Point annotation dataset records
◆ ◆ ◆ ◆ ◆ ◆ ◆
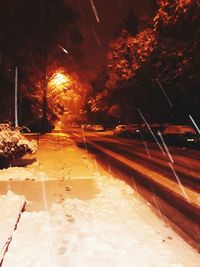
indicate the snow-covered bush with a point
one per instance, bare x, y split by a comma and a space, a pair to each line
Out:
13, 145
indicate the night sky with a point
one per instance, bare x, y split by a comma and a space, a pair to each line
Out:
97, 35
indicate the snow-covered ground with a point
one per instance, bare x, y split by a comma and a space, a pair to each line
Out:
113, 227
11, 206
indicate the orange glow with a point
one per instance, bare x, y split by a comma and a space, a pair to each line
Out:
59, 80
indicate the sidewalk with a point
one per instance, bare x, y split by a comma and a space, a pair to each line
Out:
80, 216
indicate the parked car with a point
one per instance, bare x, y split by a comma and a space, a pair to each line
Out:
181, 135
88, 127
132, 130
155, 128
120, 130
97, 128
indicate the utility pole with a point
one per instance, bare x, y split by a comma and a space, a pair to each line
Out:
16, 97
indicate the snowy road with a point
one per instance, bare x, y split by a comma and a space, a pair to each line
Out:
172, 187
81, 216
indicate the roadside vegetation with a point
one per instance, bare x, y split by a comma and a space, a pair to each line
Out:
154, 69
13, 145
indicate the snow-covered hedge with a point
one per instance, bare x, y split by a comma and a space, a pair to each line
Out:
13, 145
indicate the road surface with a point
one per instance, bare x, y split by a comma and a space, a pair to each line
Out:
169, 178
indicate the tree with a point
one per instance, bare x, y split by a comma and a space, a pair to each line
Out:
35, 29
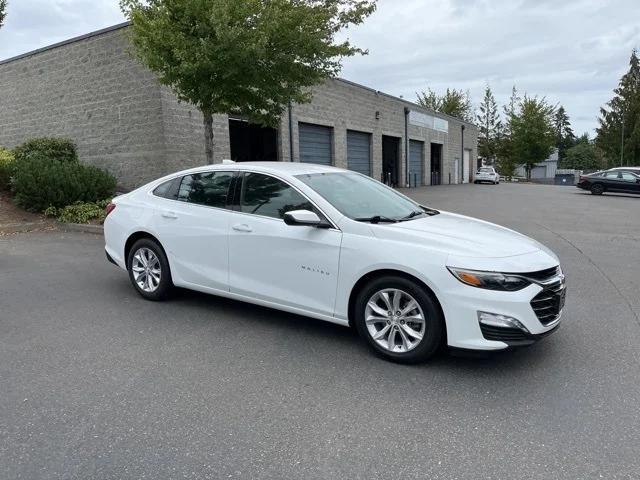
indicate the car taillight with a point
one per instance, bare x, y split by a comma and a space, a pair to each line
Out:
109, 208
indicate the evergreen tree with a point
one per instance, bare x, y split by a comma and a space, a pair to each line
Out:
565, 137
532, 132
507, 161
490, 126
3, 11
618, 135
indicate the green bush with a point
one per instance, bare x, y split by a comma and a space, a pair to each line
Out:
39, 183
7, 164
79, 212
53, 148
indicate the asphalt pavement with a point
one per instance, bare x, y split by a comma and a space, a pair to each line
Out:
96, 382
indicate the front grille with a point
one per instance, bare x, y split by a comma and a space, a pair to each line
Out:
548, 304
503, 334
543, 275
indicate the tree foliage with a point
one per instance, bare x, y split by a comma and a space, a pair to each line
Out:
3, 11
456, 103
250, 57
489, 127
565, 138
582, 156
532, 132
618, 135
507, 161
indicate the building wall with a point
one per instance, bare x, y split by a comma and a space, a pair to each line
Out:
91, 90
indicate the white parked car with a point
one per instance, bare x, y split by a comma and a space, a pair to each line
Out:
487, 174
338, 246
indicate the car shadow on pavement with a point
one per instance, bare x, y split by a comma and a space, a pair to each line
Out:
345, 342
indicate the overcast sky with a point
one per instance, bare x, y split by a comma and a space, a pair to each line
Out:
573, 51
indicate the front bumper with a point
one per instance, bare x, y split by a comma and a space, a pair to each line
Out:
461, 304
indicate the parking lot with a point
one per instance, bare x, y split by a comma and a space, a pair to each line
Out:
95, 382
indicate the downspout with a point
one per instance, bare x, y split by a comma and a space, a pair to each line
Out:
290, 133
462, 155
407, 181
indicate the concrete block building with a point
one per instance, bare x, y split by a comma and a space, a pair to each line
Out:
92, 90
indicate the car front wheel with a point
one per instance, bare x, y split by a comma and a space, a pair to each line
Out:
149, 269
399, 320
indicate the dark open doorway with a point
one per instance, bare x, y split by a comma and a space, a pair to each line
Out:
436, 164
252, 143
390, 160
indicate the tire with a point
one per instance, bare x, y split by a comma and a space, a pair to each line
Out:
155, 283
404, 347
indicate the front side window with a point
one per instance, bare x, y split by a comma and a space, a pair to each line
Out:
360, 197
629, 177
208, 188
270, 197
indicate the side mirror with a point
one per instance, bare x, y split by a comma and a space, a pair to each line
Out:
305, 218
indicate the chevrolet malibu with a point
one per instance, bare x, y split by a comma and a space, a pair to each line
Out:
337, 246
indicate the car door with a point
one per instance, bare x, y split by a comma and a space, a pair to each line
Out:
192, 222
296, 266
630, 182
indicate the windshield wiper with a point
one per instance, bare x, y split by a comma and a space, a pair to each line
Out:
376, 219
◆ ◆ ◆ ◆ ◆ ◆ ◆
> [SHORT TASK]
Repeat the listing verbatim. Skip the pictures.

> [SOLUTION FOR THIS PROBLEM]
indicate the snow-covered bush with a point
one per instance, bare x, y split by a comma and a space, a pair to each line
Out:
13, 145
indicate the night sky with a point
one per instance, bare x, y split by a comma and a space, a pair to each line
Out:
97, 35
indicate the snow-covered ground with a point
one per instance, bare x, y split by a comma and a space, a pair to each line
Out:
113, 227
11, 206
indicate the orange glow with a point
one per instance, bare x, y split by a comma and a space, a pair to each line
Out:
59, 80
indicate the sidewalk with a point
one per instance, bare x, y split by a comma and a space, a pair to each line
Out:
80, 216
indicate the parked car with a point
one per instance, bare x, y split by a comma and a space, a pair to each line
Out:
181, 135
88, 127
132, 130
155, 128
120, 130
97, 128
indicate the utility pole with a point
one per instance, bare x, y split by a comma and a space, a pair to each line
Out:
16, 97
indicate the snowy road with a point
one per instance, bare x, y split by a comma and a space, a pair to each line
Out:
172, 187
81, 216
indicate the roadside vegetation with a point
one per instance, bare x, y split by a comma and a space, a pair to each line
Out:
154, 69
13, 145
indicate the snow-covered hedge with a point
one per instance, bare x, y split by a comma and a space, a pair to each line
Out:
13, 145
indicate the road surface with a point
one per instance, bare x, y split by a comma and a space, a pair to each line
Out:
169, 178
indicate the tree with a point
one per instance, bare x, y split by a comma and a space, a pair to each line
Out:
35, 29
indicate the car taillight with a point
one per instance, bare x, y split by a comma and a space, a pair to each line
Out:
109, 208
indicate the evergreen tree with a point
one per instance, bare x, y split by a comma and a space, a pair to each line
Out:
565, 137
532, 132
507, 161
490, 126
3, 11
618, 135
indicate the green bush with a point
one per instance, bare x, y split by a comma and a space, a pair to each line
Out:
39, 183
7, 164
79, 212
53, 148
indicate the asphalt pavement with a point
one per instance, bare x, y split by a comma and a space, a pair to each line
Out:
96, 382
indicate the front grille with a point
one per instance, bare x, y split by a comma and a space, a pair to each line
Out:
548, 304
503, 334
543, 275
indicate the tree foliage with a point
one per instance, bare x, y split by a comma and a space, a pair to each line
Out:
3, 11
456, 103
250, 57
489, 127
565, 138
582, 156
532, 132
618, 135
507, 161
indicate the building wall with a point
one per instance, bare x, y split by a comma and a space, a pair to each line
Out:
91, 90
indicate the white parked car with a point
one per instance, bare x, y split by a comma and a space, a pair to each line
Out:
487, 174
338, 246
indicate the car shadow on pavement with a point
one per instance, bare x, y split by a comma and a space, a pair to each line
Out:
345, 342
indicate the overcast sky with a point
one per instance, bare x, y split by a comma and a space, a pair to each line
Out:
573, 51
indicate the front bumper with a point
one per instance, bare x, y split by a comma and a space, a pair to each line
Out:
461, 304
indicate the parking lot with a point
one per instance, bare x, y split by a comma and a space, a pair to each line
Out:
95, 382
indicate the downspout with a point
one per instance, bare x, y split by a comma and a space, a pair to each line
Out:
290, 133
462, 155
407, 181
indicate the concrete block building with a point
one per instance, bare x, y split by a comma and a space, a pair to each line
Out:
92, 90
indicate the car front wheel with a point
one per instance, bare x, y split by a comma and a space, a pair to each line
Out:
149, 269
399, 320
indicate the dark open doorway with a point
one per instance, bare x, y split by a comma and a space, a pair to each line
Out:
436, 164
252, 143
390, 160
indicate the tire with a point
one per instance, bare x, y split by a comma and a space, a pair to each line
Out:
155, 283
404, 347
indicate the front side window with a point
one per instance, bare x, y split by a comma and a space, a pair to each line
Out:
360, 197
629, 177
208, 188
270, 197
indicate the side mirror with a point
one per instance, bare x, y split by a comma and a space, a pair to each line
Out:
305, 218
indicate the chevrolet malibu with a point
one per instance, bare x, y split by a comma and a space, a pair to each line
Out:
337, 246
indicate the car door with a point
one per instance, bare x, y split by a comma and a space, a pair to each line
Out:
192, 222
296, 266
630, 182
indicate the windshield wiper with a point
one per instance, bare x, y split by a comma and a space, a pair to each line
Out:
376, 219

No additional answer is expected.